**Text block**

Let’s check if RDS functions preserve the sorted arrangement.
Download the new data frame.
saveRDS(gapminder_Europe_sorted, "gapminder_Europe_sorted.rds")
Upload the downloaded data frame.
readRDS("gapminder_Europe_sorted.rds") %>%
ggplot(aes(gdpPercap, country)) +
geom_point(aes(color=year)) +
labs(title = "GDP per capita in European countries, sorted",
x = "GDP per capita",
y = "Country")
The data is sorted as initially expected. RDS functions are able to preserve the sorted format of the data.
Finally, let’s check the third option using dput() and dget() functions.
Download the new data frame.
dput(gapminder_Europe_sorted, file="gapminder_Europe_sorted")
Upload the downloaded data frame.
dget("gapminder_Europe_sorted") %>%
ggplot(aes(gdpPercap, country)) +
geom_point(aes(color=year)) +
labs(title = "GDP per capita in European countries, sorted",
x = "GDP per capita",
y = "Country")
The arrangement of observations is also preserved.
The goal of this component is to remake at least one figure.Then, make a new graph by converting this visual to a plotly graph.
Here is a scatterplot of gdpPercap and lifeExp for European countries between 1970 and 1994 I completed in homework 2:
gapminder %>%
filter(continent == "Europe") %>%
filter(year>1970 & year<1994) %>%
ggplot(aes(gdpPercap, lifeExp, color=year))+
geom_point()+
geom_smooth()

**Provided records**
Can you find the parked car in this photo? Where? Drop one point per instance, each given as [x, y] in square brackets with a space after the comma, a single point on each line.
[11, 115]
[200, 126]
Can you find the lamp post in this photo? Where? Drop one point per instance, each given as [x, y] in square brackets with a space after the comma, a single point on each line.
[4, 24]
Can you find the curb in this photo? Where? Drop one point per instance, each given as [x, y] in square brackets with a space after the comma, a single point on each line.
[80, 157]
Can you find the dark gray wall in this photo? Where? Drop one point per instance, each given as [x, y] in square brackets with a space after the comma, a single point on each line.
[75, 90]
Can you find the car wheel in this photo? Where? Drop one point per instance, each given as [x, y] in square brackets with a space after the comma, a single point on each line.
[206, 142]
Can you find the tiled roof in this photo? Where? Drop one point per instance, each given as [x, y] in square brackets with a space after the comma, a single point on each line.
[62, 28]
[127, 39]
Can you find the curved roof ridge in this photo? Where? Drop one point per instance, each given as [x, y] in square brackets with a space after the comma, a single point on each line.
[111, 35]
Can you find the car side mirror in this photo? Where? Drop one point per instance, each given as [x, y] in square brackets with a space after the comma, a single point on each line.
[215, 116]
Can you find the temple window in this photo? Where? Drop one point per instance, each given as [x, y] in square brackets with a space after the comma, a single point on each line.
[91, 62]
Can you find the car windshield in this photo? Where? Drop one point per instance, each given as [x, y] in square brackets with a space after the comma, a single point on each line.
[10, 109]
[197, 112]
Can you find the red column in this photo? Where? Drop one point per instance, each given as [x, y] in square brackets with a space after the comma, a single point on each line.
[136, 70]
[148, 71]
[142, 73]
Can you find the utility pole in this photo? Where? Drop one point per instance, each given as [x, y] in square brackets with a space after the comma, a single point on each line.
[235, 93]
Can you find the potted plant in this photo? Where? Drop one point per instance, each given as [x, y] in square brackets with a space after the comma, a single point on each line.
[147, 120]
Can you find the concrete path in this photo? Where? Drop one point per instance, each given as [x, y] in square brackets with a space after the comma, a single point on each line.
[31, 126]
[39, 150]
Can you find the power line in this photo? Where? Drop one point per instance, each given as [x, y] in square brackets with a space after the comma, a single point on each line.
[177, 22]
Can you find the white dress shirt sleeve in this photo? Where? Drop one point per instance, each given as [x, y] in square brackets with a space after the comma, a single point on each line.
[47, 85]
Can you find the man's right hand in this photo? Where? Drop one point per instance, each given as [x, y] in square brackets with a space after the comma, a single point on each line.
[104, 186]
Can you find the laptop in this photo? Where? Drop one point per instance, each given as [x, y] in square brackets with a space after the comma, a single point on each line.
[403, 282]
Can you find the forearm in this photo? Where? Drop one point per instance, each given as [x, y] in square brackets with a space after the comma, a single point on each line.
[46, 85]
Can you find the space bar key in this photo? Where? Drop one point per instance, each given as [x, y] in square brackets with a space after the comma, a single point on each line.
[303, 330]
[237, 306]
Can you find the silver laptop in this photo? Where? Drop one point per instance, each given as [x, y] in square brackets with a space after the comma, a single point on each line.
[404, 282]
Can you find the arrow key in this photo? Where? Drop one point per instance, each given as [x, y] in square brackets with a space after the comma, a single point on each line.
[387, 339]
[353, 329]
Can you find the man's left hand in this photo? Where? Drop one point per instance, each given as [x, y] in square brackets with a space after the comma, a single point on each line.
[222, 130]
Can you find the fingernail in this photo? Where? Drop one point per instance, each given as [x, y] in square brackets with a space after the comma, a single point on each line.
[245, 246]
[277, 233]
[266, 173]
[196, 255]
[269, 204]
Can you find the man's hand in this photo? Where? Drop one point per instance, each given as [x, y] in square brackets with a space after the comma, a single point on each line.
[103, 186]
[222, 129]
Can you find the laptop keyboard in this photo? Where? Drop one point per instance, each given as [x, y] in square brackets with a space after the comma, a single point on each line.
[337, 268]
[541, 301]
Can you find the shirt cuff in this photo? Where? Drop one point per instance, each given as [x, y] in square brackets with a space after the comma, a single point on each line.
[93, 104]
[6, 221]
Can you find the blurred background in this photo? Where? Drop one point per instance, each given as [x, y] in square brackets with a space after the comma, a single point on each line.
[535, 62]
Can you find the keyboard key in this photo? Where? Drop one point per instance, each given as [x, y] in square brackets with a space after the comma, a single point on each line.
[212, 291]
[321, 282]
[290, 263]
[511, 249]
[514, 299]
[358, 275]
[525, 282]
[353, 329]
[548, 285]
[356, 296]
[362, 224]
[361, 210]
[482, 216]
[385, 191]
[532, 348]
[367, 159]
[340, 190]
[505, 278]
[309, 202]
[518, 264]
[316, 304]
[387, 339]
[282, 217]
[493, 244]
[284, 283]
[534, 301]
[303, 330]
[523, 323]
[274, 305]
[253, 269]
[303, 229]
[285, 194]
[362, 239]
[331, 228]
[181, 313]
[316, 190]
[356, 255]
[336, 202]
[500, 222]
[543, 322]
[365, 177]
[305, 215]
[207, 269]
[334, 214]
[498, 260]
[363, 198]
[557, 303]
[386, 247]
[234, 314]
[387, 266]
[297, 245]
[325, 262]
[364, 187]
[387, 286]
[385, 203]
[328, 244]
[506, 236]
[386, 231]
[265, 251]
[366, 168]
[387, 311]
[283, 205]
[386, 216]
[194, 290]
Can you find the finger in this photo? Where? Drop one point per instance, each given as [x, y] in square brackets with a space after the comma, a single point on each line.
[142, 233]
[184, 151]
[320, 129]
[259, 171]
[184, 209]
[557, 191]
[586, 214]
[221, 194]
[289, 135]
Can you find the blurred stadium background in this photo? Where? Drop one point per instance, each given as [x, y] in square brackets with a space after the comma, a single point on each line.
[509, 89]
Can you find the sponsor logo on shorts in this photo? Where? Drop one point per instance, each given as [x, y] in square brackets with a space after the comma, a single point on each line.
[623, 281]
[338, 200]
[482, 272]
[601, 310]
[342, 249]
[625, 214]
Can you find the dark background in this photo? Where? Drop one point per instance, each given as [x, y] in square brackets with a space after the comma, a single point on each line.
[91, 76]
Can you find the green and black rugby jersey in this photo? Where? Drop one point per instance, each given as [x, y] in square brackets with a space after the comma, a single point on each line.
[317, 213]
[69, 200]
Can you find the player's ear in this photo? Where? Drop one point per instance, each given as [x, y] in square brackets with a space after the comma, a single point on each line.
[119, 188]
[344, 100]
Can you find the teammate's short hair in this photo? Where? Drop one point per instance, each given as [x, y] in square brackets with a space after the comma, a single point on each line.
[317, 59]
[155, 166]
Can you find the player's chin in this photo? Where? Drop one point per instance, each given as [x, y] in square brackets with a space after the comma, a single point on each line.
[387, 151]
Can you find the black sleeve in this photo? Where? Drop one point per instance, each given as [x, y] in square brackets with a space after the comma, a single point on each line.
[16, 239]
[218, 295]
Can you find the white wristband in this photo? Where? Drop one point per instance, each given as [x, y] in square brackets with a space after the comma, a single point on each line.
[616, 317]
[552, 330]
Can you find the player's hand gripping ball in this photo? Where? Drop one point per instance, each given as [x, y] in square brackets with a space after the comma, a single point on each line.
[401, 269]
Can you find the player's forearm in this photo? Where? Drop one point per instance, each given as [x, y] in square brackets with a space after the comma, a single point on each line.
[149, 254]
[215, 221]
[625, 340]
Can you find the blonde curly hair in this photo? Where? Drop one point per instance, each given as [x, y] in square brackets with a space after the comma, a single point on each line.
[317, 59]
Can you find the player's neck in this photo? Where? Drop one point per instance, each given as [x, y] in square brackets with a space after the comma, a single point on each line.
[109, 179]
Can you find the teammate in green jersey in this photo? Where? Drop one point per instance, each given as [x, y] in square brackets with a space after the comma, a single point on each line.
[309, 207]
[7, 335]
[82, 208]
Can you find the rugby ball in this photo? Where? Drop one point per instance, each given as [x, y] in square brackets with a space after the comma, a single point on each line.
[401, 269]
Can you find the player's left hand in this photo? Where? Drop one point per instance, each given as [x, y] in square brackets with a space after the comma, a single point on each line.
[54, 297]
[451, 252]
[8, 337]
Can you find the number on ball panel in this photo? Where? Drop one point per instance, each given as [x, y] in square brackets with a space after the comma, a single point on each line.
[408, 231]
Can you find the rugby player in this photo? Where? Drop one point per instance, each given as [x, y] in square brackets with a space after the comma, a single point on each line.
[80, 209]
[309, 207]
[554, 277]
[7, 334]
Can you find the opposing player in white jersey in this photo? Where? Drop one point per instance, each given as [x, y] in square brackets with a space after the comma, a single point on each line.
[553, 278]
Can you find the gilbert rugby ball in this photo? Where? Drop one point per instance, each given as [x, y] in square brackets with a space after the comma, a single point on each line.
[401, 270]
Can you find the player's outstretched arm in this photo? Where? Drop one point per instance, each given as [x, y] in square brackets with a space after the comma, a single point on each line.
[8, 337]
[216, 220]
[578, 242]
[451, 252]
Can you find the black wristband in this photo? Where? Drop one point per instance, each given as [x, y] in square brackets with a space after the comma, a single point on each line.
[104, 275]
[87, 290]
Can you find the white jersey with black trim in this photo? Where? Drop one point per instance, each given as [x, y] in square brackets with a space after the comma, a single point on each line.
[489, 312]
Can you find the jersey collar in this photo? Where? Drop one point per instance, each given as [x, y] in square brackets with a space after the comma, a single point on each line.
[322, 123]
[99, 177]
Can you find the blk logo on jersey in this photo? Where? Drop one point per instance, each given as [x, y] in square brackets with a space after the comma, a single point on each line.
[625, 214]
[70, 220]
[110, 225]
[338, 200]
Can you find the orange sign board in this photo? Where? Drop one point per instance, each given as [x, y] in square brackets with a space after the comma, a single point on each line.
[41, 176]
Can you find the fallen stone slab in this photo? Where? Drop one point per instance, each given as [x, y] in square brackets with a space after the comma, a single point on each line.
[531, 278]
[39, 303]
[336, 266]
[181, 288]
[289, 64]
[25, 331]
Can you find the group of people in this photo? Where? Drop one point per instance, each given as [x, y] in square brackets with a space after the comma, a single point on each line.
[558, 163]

**Challenges**
(1) In the R tutorial, which two functions are used for the third option of saving and reloading the sorted data frame?
(2) Please pull out every line of the entries that contains the word "parked".

**Responses to the exercise**
(1) dput() and dget()

(2)
Can you find the parked car in this photo? Where? Drop one point per instance, each given as [x, y] in square brackets with a space after the comma, a single point on each line.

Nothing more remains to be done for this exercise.